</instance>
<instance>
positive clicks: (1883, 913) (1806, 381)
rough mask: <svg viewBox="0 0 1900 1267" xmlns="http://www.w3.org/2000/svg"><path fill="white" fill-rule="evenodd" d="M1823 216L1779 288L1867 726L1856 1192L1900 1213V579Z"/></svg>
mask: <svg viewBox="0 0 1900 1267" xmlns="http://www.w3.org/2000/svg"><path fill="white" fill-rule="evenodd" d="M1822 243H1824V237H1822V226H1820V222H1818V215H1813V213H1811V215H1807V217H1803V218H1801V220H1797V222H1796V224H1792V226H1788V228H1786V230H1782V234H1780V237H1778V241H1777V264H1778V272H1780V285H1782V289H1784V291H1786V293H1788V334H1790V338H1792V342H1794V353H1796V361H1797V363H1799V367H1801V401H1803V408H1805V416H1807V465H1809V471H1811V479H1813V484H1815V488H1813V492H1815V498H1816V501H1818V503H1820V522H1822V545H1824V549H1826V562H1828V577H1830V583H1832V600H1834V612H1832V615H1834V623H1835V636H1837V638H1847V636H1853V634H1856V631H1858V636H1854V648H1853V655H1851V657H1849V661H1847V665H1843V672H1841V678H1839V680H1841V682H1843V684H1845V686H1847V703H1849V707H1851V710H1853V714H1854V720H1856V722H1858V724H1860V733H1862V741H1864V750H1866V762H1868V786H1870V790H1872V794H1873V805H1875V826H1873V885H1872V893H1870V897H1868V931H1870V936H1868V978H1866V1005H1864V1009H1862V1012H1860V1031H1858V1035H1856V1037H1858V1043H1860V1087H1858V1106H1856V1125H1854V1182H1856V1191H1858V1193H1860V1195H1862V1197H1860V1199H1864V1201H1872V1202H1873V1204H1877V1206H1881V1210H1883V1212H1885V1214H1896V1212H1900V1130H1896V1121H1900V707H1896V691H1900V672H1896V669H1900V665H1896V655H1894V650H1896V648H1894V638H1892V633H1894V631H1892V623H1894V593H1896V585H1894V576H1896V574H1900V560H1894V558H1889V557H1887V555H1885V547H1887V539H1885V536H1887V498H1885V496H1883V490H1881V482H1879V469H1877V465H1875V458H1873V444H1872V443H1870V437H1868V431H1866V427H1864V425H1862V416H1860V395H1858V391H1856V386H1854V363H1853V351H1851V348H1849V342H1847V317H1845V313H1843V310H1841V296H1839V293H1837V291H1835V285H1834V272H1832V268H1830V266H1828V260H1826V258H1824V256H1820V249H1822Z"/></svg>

----------

> [EXERCISE GOAL] Reproduce the material above word for word, from its first line up to and including the line that contains "rough mask: <svg".

> [RESULT OF THE EXERCISE]
</instance>
<instance>
positive clicks: (1883, 913) (1806, 381)
rough mask: <svg viewBox="0 0 1900 1267" xmlns="http://www.w3.org/2000/svg"><path fill="white" fill-rule="evenodd" d="M1823 216L1779 288L1867 726L1856 1192L1900 1213V579Z"/></svg>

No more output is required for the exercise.